→ Task prompt
The answer must be the number of lines in the listing below that contain "rock", and nothing else.
Data below:
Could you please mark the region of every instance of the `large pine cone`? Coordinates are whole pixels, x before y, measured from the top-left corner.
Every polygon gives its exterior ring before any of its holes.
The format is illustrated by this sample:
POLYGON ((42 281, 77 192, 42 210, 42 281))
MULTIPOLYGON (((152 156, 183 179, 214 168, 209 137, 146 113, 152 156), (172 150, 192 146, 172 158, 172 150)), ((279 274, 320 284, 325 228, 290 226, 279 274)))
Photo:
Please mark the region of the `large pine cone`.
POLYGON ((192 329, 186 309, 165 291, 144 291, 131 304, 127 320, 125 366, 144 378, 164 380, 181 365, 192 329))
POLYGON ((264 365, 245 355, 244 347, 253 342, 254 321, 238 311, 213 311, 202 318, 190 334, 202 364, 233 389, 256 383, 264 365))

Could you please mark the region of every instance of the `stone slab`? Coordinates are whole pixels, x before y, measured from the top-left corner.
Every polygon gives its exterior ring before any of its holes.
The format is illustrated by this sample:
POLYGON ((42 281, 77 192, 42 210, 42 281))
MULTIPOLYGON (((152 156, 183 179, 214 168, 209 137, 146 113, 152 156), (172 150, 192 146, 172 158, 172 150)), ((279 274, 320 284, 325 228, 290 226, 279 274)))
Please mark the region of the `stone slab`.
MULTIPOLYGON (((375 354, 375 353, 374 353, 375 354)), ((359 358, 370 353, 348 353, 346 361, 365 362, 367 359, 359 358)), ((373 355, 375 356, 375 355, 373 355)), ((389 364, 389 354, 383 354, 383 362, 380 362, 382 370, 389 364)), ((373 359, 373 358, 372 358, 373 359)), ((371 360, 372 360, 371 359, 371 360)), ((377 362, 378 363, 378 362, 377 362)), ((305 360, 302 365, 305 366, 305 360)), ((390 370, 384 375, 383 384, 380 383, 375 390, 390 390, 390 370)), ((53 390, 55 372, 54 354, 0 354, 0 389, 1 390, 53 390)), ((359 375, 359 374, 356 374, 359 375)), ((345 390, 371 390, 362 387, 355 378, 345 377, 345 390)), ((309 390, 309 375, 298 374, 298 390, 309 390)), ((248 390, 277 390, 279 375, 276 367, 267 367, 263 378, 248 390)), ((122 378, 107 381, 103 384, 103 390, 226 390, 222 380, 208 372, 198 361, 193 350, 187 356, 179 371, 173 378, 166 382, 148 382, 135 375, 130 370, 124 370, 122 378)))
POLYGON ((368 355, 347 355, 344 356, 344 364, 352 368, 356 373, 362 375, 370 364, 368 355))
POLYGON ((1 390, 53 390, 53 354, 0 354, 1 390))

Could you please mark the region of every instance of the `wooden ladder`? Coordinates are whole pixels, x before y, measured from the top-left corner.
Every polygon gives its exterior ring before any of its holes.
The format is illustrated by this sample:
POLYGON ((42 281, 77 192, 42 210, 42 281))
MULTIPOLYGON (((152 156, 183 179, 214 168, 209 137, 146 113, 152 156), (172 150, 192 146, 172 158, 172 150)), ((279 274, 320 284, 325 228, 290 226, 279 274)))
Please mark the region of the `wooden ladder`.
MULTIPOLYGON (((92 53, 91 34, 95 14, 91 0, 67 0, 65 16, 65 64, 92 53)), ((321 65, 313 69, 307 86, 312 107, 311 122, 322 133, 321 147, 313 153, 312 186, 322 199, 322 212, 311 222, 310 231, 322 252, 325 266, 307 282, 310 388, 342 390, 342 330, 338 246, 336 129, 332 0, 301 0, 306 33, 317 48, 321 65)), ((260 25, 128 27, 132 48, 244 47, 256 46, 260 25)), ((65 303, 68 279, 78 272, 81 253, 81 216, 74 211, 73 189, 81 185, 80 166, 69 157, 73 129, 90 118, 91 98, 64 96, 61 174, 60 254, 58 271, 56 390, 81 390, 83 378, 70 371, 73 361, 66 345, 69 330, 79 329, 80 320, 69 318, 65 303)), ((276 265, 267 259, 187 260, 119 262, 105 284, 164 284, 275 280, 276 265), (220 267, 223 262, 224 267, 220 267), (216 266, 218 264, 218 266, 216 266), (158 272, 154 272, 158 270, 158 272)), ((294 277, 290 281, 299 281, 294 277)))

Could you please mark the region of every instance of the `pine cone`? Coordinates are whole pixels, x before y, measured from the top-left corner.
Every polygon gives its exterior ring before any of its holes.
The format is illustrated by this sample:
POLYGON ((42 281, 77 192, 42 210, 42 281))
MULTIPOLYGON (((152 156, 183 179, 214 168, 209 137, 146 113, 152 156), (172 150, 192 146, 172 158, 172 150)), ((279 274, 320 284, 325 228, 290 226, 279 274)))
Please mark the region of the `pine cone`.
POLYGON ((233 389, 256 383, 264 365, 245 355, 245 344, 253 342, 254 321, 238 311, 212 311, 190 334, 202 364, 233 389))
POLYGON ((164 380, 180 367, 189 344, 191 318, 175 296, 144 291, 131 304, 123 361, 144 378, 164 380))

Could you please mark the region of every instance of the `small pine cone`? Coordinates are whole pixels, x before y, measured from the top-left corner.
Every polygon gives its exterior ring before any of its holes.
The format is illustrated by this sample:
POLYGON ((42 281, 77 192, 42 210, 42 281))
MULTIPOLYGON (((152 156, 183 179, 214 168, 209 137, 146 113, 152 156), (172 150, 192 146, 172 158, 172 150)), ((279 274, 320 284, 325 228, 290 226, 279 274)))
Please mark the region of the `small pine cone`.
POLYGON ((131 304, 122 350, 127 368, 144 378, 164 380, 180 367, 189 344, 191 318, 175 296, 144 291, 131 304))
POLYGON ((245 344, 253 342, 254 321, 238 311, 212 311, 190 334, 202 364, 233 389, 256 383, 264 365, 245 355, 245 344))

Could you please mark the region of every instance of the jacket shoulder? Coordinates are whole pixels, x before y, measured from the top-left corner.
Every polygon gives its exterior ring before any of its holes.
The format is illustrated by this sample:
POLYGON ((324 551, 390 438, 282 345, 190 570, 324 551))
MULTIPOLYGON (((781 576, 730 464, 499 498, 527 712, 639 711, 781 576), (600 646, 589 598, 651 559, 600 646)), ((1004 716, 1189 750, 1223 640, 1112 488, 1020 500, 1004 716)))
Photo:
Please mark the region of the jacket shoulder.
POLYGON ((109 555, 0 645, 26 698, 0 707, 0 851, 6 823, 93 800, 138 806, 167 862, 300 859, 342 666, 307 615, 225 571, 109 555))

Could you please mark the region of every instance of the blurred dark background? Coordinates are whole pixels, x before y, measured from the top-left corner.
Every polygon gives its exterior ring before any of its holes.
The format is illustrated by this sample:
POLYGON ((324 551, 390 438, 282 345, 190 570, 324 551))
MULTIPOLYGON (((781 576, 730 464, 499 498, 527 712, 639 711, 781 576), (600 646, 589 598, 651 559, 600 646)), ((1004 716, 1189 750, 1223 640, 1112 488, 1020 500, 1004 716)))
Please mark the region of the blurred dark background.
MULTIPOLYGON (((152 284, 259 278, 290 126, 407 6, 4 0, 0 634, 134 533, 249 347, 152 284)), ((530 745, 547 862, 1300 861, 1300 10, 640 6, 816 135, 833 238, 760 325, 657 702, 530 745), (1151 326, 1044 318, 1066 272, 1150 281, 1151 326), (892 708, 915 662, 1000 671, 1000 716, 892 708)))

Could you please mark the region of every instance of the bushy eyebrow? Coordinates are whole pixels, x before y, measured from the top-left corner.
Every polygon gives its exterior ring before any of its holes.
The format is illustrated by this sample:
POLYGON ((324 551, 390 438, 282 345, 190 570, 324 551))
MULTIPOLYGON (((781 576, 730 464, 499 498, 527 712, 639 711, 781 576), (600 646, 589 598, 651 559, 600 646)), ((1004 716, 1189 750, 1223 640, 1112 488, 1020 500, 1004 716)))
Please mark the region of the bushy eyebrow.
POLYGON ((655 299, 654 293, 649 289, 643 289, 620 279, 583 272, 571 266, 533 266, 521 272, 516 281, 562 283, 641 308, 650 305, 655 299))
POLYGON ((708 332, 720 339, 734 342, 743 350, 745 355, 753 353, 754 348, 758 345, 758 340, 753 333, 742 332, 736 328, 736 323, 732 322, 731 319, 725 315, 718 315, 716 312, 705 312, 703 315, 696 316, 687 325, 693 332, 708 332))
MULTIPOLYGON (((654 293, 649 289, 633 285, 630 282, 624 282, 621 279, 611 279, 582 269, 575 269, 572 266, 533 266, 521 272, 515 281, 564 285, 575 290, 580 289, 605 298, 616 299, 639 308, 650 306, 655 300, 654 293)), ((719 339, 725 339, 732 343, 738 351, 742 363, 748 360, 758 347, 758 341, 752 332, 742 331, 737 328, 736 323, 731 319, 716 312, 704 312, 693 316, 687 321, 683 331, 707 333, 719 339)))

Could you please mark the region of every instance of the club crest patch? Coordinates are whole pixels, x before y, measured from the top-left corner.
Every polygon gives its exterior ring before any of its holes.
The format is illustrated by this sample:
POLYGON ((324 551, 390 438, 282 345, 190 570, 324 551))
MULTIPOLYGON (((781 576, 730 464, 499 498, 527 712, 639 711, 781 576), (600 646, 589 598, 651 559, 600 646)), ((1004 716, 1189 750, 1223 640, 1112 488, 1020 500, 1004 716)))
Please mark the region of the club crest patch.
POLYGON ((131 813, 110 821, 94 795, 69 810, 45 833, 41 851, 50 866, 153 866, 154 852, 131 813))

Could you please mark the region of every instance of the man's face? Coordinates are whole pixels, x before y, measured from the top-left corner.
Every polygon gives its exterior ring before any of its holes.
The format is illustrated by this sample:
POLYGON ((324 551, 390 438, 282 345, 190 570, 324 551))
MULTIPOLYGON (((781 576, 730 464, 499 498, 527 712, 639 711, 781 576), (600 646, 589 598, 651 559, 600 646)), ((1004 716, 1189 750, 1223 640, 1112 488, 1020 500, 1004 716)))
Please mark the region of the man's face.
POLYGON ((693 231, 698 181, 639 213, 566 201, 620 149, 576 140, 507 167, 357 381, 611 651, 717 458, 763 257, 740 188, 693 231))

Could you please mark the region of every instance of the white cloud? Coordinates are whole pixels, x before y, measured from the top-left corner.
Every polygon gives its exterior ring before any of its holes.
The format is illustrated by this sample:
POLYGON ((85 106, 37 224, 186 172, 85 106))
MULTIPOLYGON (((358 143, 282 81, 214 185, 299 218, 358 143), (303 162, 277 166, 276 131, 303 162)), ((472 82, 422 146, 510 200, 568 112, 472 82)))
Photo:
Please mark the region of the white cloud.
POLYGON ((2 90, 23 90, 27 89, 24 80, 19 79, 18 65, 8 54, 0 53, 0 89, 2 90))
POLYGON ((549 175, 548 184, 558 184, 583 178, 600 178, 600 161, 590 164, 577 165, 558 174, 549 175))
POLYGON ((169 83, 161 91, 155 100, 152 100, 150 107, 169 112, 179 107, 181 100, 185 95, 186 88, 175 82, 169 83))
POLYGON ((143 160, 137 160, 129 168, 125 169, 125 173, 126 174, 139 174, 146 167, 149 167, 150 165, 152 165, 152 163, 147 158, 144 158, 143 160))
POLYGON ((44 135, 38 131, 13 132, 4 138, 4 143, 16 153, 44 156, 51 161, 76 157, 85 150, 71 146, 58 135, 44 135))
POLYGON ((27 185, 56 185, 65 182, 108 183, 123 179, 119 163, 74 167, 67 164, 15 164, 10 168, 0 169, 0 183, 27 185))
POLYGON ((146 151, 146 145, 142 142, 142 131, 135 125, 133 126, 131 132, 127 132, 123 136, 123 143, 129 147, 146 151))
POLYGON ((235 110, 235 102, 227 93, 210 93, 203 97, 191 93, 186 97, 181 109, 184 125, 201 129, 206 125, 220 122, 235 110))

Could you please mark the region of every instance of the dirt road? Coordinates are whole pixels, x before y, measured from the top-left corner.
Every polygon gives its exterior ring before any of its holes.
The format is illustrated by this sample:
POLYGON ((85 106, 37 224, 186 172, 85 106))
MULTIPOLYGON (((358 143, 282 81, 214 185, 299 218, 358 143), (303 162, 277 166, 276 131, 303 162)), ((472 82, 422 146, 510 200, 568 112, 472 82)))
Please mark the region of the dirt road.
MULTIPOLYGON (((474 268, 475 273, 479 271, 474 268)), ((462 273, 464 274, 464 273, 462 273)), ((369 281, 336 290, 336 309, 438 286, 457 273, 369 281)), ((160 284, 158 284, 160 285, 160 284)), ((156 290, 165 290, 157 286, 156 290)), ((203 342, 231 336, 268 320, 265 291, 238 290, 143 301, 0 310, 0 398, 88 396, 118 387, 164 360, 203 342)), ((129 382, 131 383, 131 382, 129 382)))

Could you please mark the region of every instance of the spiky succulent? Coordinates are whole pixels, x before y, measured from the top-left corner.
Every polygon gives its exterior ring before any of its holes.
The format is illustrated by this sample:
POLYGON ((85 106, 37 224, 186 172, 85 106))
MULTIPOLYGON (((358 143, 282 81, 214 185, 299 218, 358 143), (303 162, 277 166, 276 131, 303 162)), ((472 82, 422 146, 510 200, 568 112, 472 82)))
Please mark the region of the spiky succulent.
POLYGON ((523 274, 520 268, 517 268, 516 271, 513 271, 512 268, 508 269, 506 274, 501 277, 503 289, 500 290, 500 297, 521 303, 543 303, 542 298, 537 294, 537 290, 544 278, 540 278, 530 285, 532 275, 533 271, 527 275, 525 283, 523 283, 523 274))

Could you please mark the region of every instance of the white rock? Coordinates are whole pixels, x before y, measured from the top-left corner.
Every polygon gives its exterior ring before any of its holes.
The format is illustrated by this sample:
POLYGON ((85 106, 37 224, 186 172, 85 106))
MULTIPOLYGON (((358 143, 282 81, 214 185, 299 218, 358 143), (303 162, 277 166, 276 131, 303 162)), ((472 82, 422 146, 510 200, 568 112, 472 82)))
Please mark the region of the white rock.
End of Data.
→ Solved problem
2